* [What the task requires] Continue the article below about Etihad, Liv and Emirates NBD using AI, starting after its last sentence.

* [Reading text]

★ ★ ★ ★ ★ ★ ★

The representative added that Etihad was applying AI solutions and automation across all its business units and areas such as its Etihad Guest loyalty programme, aircraft maintenance, onboard catering and through to corporate departments like audit and compliance. This, the representative said was expected to improve the customer experience and also ensure they operate as effectively as possible.

Another company that is using AI in its operations is Liv, the UAE’s first digital bank aimed at serving millennials. Jayash Patel, head of Liv, told International Finance that they recently joined forces with US-based Kasisto – the creators of the KAI Banking AI platform for finance – to introduce Olivia, Liv’s conversational AI based chatbot.

The purpose of introducing Olivia, Patel said, was to help their customers make better financial decisions through human-like conversational AI. Olivia helps customers get account information and insights on their spending as naturally as texting a friend, apart from helping customers get quick answers on how to make a local transfer or to block their card; text back account balance, answer queries on their expenditure helping them plan and manage their finances better and so on, Patel explained.

Liv’s parent bank, Emirates NBD, is also known for giving equal, if not more, prominence to AI. Speaking to International Finance, Suvo Sarkar, senior executive vice president and group head at the retail banking and wealth management division at the Dubai government-owned bank said, it has already made investments to develop a conversational AI-enabled voice banking ecosystem to simplify customer interactions and its first initiative under this road map is EVA (Emirates NBD Virtual Assistant).

★ ★ ★ ★ ★ ★ ★

* [Dataset excerpts]
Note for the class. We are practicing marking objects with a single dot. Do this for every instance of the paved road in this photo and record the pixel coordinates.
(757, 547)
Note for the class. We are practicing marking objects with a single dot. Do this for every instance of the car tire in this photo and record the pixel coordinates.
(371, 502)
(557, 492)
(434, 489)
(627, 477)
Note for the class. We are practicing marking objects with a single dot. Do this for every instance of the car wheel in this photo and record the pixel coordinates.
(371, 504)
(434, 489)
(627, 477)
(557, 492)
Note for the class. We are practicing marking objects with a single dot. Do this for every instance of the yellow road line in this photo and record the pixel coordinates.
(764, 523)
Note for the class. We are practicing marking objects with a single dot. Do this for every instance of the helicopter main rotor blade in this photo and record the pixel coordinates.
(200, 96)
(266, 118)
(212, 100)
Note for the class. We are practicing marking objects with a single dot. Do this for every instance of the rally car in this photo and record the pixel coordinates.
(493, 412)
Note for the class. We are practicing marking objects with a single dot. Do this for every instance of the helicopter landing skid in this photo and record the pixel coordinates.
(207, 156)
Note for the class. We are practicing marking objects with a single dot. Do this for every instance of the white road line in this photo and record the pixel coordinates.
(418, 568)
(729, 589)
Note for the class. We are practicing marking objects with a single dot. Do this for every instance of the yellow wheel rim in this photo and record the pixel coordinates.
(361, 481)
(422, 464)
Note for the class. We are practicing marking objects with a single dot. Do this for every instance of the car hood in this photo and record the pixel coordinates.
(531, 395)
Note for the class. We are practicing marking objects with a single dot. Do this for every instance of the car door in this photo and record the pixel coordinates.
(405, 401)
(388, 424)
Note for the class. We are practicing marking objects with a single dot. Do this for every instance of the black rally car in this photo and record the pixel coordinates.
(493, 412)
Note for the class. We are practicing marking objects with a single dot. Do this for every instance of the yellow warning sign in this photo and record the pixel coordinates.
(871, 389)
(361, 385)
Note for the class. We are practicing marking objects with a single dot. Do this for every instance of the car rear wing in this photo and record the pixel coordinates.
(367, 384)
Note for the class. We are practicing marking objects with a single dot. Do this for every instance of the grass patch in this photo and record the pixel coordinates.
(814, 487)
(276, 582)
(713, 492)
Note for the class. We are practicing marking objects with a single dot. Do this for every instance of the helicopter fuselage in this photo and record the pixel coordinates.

★ ★ ★ ★ ★ ★ ★

* [Task answer]
This, Sarkar, said is the first English speaking virtual assistant in the region and used conversational AI levers such as intent recognition and natural language understanding to interpret customer requests and intelligently steer the customer towards automated resolution of their requests.

Apart from this, its other AI developments include a chat-bot to enable staff access HR services easily. It also uses AI and robotic process automation (RPA) in other areas such as marketing to enhance communication effectiveness and also improving operational processes.

Additionally, the bank is also utilising Amazon Polly, a cloud service that uses advanced deep learning technologies, a subset of machine learning in artificial intelligence to convert written content into human-like speech, in its automated call centre to further enhance customer interactions by delivering lifelike voice banking experiences, Sarkar explained.

Additionally, a significant AI development in the pipeline for the bank includes its collaboration with Amazon Web Services (AWS), to build an AI-enabled bank of the future. In this regard, Sarkar, said that they will use AWS’s AI services, along with other technologies such as data analytics and internet of things (IoT) as part of its ongoing efforts to better engage with customers and to simplify banking.

Unimaginable transformations

With regard to the future for AI, the Etihad representative said they believed there would be no verticals that will be untouched by AI and automation within its company, going forward, indicating the huge potential for AI going forward.

Emirates NBD meanwhile is working on building an AI and Advanced Analytics Centre of Excellence, as part of the bank’s ongoing Dh1 billion digital transformation initiative that will see the implementation of high impact AI use cases across areas such as sales, service, operations, compliance and risk, Sarkar told International Finance further indicating the huge potential for AI in the UAE.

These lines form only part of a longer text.